● Registros de entrada
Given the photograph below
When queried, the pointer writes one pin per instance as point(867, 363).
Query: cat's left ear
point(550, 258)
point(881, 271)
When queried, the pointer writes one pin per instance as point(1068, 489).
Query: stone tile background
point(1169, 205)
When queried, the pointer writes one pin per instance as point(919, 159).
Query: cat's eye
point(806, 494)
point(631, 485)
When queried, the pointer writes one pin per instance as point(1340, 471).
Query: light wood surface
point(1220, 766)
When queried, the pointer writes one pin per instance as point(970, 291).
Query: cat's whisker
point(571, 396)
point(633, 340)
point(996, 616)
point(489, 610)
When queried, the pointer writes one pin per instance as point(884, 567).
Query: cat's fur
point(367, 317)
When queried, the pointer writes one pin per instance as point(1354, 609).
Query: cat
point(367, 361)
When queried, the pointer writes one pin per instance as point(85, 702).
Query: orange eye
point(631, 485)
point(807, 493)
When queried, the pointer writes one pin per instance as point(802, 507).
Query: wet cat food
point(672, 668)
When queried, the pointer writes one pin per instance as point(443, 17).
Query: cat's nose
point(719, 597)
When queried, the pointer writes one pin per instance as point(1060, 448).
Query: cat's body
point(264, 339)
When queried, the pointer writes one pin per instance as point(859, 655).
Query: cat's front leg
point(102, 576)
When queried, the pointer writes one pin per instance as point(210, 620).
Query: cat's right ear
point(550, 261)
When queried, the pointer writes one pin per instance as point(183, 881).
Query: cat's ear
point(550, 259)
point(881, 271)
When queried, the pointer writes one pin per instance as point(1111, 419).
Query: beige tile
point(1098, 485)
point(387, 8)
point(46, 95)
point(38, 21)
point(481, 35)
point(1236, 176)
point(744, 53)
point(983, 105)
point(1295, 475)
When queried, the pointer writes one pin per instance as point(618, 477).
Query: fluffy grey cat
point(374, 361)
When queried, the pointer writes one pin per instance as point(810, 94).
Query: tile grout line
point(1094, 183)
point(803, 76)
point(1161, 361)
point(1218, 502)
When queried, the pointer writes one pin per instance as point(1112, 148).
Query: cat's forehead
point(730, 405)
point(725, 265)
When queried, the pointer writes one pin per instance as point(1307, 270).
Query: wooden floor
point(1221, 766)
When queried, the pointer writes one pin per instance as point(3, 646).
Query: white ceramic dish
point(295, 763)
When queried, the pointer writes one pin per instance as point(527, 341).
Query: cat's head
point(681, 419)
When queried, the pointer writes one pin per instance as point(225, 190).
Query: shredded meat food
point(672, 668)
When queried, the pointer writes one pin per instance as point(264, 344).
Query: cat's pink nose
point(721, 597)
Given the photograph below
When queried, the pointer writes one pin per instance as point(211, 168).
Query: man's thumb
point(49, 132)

● Objetivo de la tarea
Reescribe todos los registros de arriba cambiando "Query" por "Prompt" cada vez que aparezca, sin alterar nada más.

● Respuesta
Given the photograph below
When queried, the pointer writes one pin per instance as point(867, 363).
Prompt: cat's left ear
point(550, 258)
point(881, 271)
When queried, the pointer writes one pin per instance as point(1068, 489).
Prompt: stone tile background
point(1169, 205)
When queried, the pointer writes one pin per instance as point(919, 159).
Prompt: cat's eye
point(806, 494)
point(631, 485)
When queried, the pointer writes one pin per instance as point(1340, 471).
Prompt: light wood surface
point(1220, 766)
When queried, the pointer writes one pin per instance as point(970, 291).
Prompt: cat's whisker
point(571, 396)
point(633, 340)
point(996, 616)
point(489, 610)
When queried, the pointer writes one pin per instance as point(884, 567).
Prompt: cat's fur
point(367, 317)
When queried, the pointer writes one pin per instance as point(1354, 609).
Prompt: cat
point(367, 361)
When queried, the pointer writes one pin per instance as point(85, 702).
Prompt: orange eye
point(631, 485)
point(807, 493)
When queried, the pointer writes one pin per instance as point(802, 507).
Prompt: wet cat food
point(672, 668)
When queried, the pointer writes one pin per instance as point(443, 17).
Prompt: cat's nose
point(719, 597)
When queried, the pointer writes one pin per instance as point(1060, 448).
Prompt: cat's body
point(264, 339)
When queried, the pointer writes one pin per instance as point(859, 655).
Prompt: cat's front leg
point(102, 576)
When queried, the pointer writes one pin per instance as point(210, 620).
Prompt: cat's right ear
point(550, 261)
When queried, the pointer writes one pin per instance as point(183, 881).
Prompt: cat's ear
point(550, 259)
point(881, 271)
When queried, the pointer writes one pin per instance as point(1111, 419).
Prompt: beige tile
point(1098, 485)
point(387, 8)
point(46, 95)
point(38, 21)
point(481, 35)
point(1236, 176)
point(744, 53)
point(983, 105)
point(1295, 475)
When queried, the pointer writes one pin per instance as point(618, 477).
Prompt: fluffy grey cat
point(374, 361)
When queried, the pointer writes one pin per instance as point(810, 94).
Prompt: tile grout line
point(1094, 183)
point(803, 76)
point(1161, 361)
point(1218, 502)
When queried, the pointer writes one pin per instance as point(1112, 148).
Prompt: cat's forehead
point(730, 405)
point(725, 265)
When queried, the pointer writes one pin per instance as point(1307, 270).
Prompt: wooden floor
point(1221, 766)
When queried, the pointer writes one pin per instance as point(3, 646).
Prompt: white ceramic dish
point(295, 763)
When queried, the pointer writes one pin per instance as point(527, 341).
Prompt: cat's head
point(681, 419)
When queried, the pointer writes one pin per instance as point(225, 190).
Prompt: shredded meat food
point(672, 668)
When queried, the pointer writes one pin per instance as point(264, 344).
Prompt: cat's pink nose
point(721, 597)
Given the photograph below
When queried, the pointer writes one pin per instance as point(211, 168).
Prompt: man's thumb
point(49, 132)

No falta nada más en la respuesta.